▸ PROVIDED DATA:
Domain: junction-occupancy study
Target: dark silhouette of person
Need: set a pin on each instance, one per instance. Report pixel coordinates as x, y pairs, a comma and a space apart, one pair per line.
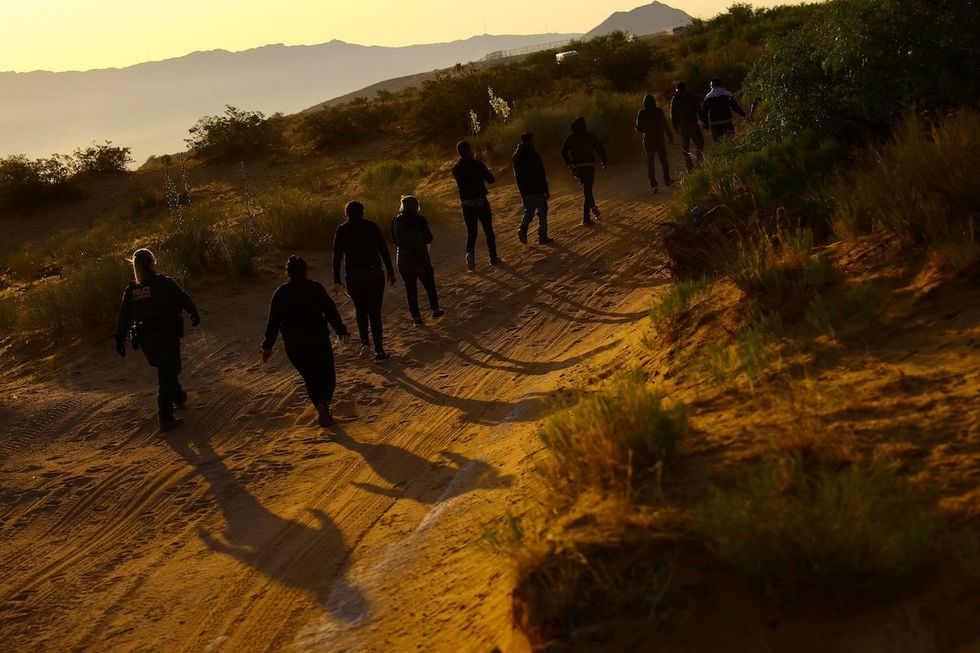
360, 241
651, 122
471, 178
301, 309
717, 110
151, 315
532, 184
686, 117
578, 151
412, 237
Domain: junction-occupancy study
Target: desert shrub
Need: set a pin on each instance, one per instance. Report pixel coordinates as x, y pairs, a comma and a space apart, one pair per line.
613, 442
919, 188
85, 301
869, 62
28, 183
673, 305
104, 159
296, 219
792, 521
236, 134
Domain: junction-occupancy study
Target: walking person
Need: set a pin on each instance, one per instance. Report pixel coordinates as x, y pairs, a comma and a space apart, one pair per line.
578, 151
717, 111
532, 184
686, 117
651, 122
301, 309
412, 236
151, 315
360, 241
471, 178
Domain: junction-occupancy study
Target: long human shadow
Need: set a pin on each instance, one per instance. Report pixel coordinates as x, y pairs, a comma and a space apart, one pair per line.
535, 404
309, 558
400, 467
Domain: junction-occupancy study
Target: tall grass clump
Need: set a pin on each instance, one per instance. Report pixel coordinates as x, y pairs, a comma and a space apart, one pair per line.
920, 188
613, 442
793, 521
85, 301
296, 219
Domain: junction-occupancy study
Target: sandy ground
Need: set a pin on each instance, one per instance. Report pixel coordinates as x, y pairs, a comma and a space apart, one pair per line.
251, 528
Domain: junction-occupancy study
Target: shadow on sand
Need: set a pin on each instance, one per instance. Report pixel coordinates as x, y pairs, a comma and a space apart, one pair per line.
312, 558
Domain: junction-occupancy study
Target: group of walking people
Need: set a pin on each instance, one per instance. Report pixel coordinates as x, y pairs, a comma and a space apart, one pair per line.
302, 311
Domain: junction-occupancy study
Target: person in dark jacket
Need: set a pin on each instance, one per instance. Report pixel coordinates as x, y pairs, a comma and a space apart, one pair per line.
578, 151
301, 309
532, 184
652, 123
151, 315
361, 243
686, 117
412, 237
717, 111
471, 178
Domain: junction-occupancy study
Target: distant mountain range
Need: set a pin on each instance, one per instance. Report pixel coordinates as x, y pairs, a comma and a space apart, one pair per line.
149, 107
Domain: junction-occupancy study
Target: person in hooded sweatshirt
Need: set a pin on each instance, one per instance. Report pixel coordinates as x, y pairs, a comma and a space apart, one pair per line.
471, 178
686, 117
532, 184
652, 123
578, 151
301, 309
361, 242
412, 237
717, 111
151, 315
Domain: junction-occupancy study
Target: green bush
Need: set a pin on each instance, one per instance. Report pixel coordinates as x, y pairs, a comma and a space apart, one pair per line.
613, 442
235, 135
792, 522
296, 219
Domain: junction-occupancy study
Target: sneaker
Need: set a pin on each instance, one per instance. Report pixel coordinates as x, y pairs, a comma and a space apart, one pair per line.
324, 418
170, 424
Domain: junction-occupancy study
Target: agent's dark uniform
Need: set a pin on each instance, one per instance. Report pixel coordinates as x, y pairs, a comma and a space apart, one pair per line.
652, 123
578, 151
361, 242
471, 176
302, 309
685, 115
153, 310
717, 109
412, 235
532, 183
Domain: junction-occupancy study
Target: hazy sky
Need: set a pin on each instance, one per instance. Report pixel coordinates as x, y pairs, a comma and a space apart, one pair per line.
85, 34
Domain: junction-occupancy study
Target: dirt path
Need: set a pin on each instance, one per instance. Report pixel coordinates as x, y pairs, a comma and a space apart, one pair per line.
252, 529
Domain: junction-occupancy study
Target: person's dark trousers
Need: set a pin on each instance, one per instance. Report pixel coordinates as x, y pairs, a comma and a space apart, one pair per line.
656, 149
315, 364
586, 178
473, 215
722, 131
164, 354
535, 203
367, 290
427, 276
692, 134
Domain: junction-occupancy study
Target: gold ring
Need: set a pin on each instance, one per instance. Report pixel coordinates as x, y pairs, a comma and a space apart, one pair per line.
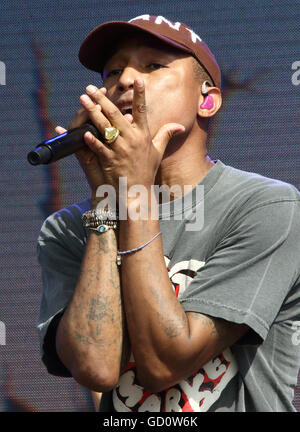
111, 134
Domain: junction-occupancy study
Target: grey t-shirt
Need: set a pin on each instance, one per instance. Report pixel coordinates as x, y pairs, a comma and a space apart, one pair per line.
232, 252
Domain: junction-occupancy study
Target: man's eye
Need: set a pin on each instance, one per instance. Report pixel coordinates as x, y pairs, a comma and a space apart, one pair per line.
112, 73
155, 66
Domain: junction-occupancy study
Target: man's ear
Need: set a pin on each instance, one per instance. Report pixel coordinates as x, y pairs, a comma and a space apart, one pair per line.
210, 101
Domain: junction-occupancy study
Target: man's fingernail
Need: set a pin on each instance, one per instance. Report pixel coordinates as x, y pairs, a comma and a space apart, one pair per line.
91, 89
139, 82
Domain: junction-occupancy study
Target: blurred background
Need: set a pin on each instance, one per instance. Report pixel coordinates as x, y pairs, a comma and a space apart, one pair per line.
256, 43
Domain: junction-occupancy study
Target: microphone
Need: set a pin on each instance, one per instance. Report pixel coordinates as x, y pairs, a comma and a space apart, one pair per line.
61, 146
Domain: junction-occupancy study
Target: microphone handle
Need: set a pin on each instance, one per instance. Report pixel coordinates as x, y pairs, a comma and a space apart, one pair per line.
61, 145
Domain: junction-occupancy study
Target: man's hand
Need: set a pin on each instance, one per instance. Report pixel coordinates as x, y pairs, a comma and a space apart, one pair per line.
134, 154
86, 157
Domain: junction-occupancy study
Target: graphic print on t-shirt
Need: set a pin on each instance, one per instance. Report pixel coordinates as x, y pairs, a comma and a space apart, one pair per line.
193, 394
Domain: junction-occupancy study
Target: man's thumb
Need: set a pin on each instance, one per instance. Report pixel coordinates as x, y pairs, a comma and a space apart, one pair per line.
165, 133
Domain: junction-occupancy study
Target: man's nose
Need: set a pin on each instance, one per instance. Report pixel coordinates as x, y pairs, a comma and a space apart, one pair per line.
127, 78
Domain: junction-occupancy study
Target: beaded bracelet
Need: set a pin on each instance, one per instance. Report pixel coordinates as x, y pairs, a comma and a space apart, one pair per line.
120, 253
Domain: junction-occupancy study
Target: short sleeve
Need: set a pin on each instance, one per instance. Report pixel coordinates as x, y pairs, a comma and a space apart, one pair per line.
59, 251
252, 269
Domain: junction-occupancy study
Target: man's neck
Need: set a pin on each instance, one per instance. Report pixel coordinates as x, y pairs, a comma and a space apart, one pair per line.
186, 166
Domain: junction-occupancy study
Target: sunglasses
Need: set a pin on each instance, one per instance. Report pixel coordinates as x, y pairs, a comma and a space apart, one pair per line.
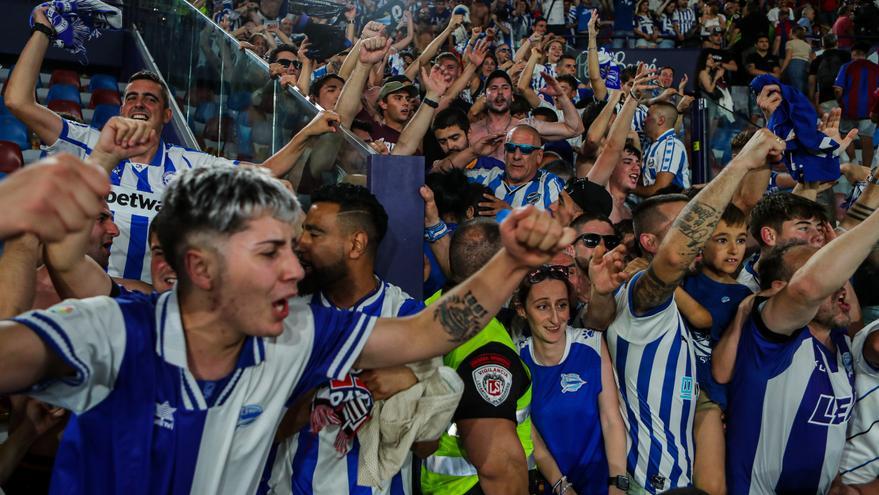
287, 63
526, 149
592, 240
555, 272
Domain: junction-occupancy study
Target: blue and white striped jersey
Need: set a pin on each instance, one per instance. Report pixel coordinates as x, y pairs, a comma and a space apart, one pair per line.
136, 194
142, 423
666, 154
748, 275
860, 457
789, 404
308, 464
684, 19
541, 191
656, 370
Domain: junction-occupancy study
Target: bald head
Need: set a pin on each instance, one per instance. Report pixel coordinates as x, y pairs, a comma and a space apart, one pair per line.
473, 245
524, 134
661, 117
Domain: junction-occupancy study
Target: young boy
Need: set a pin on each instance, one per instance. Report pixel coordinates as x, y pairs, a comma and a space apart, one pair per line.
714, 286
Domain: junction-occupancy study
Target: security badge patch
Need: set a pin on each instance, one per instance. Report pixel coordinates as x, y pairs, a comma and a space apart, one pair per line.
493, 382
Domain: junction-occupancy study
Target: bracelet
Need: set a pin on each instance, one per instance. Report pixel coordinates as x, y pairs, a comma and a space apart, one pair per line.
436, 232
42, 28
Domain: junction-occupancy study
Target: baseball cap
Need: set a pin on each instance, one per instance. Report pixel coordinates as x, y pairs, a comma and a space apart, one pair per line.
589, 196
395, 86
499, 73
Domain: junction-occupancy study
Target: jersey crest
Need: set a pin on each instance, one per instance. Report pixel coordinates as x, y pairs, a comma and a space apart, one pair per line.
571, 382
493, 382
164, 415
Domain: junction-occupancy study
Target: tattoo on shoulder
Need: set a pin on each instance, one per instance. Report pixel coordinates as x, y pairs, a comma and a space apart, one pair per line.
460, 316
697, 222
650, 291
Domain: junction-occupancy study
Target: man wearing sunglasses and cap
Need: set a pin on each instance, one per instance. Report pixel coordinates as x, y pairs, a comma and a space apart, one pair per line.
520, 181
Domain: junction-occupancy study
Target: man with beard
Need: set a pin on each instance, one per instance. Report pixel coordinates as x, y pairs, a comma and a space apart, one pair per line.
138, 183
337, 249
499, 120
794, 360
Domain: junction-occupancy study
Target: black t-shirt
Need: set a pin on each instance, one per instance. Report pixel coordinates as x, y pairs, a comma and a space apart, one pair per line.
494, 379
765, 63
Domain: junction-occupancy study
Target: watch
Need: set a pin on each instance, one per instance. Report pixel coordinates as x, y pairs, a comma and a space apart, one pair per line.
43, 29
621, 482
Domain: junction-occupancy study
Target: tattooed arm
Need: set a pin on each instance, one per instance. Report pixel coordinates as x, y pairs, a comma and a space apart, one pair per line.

---

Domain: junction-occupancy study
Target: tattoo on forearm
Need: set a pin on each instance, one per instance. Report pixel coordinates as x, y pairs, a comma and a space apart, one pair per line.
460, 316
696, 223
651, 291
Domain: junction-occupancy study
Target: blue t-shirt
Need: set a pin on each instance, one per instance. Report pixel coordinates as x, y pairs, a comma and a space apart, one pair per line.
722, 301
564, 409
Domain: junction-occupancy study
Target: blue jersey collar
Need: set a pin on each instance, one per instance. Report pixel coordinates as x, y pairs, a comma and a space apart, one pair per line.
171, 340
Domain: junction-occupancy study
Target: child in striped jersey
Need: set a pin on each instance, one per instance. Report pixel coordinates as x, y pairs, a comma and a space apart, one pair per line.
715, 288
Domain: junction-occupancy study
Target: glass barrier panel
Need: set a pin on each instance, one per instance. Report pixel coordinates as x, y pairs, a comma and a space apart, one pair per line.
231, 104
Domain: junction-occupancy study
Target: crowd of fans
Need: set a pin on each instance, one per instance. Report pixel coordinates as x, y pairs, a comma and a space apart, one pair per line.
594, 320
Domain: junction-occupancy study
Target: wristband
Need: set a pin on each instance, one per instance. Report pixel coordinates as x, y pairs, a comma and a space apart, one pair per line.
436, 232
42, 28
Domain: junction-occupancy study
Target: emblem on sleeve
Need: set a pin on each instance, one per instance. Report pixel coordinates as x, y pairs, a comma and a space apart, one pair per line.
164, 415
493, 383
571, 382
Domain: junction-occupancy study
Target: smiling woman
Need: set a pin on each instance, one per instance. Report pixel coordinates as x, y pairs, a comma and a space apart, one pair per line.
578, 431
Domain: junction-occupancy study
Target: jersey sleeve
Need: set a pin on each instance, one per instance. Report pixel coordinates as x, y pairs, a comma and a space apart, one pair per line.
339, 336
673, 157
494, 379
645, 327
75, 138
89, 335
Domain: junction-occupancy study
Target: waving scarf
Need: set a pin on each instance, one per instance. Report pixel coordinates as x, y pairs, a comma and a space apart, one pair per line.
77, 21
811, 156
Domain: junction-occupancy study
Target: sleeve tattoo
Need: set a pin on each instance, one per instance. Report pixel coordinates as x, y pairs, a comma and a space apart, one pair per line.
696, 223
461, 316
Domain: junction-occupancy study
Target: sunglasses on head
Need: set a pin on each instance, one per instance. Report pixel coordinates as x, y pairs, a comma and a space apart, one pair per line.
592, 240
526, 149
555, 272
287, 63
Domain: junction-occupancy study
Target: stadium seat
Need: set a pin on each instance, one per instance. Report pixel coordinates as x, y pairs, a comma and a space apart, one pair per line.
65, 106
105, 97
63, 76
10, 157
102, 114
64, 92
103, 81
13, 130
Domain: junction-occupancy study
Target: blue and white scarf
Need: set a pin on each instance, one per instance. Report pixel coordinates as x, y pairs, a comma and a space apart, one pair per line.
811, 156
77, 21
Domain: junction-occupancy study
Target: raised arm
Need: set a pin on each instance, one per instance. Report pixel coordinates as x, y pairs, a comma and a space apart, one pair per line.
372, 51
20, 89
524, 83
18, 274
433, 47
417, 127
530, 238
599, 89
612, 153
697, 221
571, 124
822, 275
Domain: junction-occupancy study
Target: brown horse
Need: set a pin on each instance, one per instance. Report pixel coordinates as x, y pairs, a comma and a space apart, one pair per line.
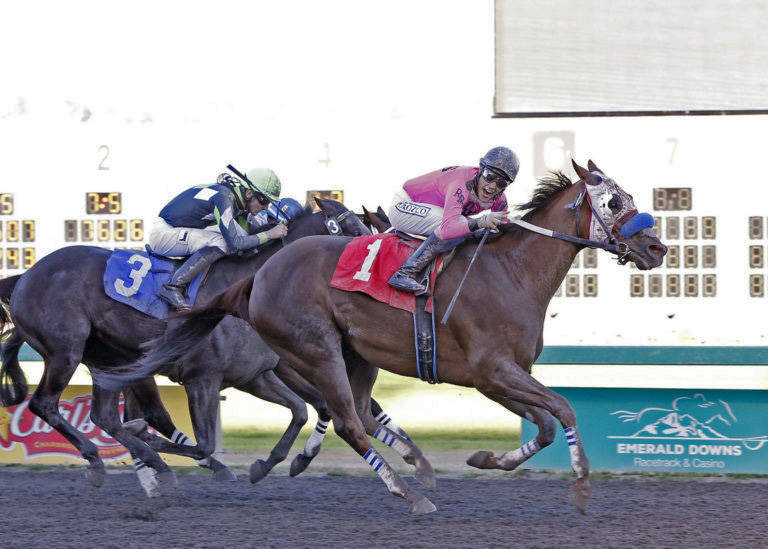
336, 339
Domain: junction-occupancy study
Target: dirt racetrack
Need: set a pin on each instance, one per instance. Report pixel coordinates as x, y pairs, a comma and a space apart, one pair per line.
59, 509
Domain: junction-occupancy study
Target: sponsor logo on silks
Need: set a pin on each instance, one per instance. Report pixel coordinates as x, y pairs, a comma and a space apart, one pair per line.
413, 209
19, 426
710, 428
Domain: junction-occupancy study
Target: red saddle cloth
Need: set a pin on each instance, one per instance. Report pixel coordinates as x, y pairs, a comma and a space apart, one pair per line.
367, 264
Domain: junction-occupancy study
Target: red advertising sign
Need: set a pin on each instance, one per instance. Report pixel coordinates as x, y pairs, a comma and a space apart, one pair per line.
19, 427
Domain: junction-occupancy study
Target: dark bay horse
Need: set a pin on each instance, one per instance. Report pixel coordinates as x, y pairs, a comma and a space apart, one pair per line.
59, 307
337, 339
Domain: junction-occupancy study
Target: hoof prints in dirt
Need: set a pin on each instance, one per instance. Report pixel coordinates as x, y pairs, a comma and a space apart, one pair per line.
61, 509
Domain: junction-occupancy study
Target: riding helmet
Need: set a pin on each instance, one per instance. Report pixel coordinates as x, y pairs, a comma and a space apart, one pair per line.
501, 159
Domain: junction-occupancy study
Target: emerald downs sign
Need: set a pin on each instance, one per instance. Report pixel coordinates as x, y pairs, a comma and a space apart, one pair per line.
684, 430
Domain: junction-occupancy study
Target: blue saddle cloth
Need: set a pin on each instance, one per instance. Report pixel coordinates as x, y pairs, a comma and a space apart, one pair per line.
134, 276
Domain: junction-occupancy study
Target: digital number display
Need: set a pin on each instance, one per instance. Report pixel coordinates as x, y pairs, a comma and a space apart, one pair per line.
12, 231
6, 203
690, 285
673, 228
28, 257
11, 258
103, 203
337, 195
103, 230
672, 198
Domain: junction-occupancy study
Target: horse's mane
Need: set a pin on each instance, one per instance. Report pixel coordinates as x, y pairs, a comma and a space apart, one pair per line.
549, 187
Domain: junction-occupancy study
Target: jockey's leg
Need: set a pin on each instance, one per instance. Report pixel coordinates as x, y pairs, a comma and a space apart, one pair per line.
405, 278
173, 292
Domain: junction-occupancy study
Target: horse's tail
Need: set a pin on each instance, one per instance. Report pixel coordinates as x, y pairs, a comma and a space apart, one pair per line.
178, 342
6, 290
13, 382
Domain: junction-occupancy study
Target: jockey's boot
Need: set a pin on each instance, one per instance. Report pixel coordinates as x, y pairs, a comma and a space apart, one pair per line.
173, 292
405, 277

▸ SET PROBLEM: How many lines of the records above contain the string "jersey"? Case counts; reply with the number only.

▸ IN RESPONSE: 5